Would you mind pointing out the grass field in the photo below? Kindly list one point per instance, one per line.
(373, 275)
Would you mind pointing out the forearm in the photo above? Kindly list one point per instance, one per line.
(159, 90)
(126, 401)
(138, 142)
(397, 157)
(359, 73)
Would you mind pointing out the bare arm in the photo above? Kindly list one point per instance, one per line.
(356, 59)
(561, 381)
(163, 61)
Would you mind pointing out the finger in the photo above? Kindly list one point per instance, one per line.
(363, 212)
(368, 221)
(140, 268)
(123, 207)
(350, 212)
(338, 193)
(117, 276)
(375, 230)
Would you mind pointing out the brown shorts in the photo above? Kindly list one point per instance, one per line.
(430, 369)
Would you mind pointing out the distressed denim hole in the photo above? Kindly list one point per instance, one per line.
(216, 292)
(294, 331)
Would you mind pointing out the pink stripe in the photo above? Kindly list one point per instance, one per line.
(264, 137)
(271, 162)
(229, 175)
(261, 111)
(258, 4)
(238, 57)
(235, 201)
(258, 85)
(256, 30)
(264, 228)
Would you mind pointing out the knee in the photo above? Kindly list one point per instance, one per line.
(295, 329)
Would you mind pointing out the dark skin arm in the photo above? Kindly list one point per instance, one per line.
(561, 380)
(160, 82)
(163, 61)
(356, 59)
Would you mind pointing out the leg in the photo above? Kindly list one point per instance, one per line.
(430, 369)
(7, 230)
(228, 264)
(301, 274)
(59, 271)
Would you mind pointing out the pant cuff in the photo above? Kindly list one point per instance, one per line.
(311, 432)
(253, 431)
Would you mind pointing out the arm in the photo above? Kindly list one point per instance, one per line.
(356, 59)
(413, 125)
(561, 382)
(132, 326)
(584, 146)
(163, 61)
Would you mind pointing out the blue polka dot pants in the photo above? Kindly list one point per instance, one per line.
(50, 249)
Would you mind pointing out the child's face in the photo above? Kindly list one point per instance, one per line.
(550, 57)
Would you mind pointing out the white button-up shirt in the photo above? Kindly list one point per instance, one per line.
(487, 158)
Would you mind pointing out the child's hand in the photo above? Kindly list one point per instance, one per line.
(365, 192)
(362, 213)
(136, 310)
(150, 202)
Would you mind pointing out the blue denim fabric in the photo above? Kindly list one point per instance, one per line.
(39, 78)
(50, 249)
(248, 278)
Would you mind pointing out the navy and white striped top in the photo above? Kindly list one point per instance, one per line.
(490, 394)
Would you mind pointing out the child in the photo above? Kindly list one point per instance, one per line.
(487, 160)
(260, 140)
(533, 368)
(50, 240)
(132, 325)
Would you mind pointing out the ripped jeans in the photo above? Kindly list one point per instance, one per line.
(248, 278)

## Description of the task
Copy every entry above verbatim, from the first line to the last.

## Final result
Would you mind pointing out the grass field in the photo below? Kindly list one point per instance, one per line.
(373, 275)
Would you mind pointing out the forearm in the photo above? Kindly list one point per instance, one per line.
(159, 90)
(126, 401)
(138, 142)
(397, 157)
(359, 73)
Would you mind pointing out the bare arm in the photo above? Kindly list one point per instance, one per line.
(356, 59)
(561, 381)
(163, 61)
Would you mind pointing out the finger in the photo above? Kindly list one point per instance, one per line.
(363, 212)
(368, 221)
(140, 268)
(123, 207)
(350, 212)
(338, 193)
(117, 276)
(375, 230)
Would you mind pointing out the brown shorts in the photo above? Kindly list one point per instance, one per line.
(430, 369)
Would you mind pointing out the distressed denim hole in the photo above? Kindly list one point per instance, one per line.
(216, 292)
(294, 331)
Would you mind pointing out the pink stripe in the photo above? Kindly list one point per instance, one per line.
(264, 137)
(271, 162)
(229, 175)
(261, 111)
(258, 4)
(238, 57)
(235, 201)
(258, 85)
(256, 30)
(264, 228)
Would you mind pointing out the knee in the photo above? Kindly list one point per instance, one per line.
(295, 329)
Would you mind pointing out the dark skin arm in the photo above? Kindly list one point per instance, one per line.
(561, 380)
(160, 82)
(163, 61)
(356, 59)
Would you mind pointing out the leg in the photo above? Kindly list one point per instance, one per line.
(430, 369)
(7, 230)
(228, 264)
(301, 274)
(59, 271)
Would you mind pointing out the pant cuff in the photo above? Kindly list one point per instance, one per line.
(311, 432)
(253, 431)
Would you mind pointing out the arm in the photo above? Kindly list one point per instance, one per line.
(356, 59)
(413, 125)
(561, 382)
(132, 326)
(584, 146)
(163, 61)
Would you mind pointing out the blue polka dot pants in the photo above? Kindly list one point per instance, one per line.
(50, 249)
Would you mind pointing out the child's face in the photo above? Kindly list one point per instance, one per line.
(550, 57)
Would you mind pointing out the white button-up shirt in the photo above? Kindly list one point per instance, one per line.
(487, 158)
Would you mind pointing out the child's hand in the photo above? Kindly list one point per instance, one per line.
(365, 192)
(362, 213)
(136, 310)
(150, 202)
Would you mind pointing out the blue denim fabric in the photo above? Kindly list one point per instance, one per line.
(39, 78)
(50, 249)
(248, 278)
Would you mind pointing out the navy and white striped top in the photo above? Kindly list one point per instance, one per line.
(490, 394)
Would you mind pointing out the child in the photo above? Kindly list one point per instance, one per line.
(487, 160)
(260, 140)
(533, 368)
(50, 240)
(132, 325)
Would you mind pointing out the ripped jeans in the photo above? Kindly list one point per instance, one per line.
(248, 278)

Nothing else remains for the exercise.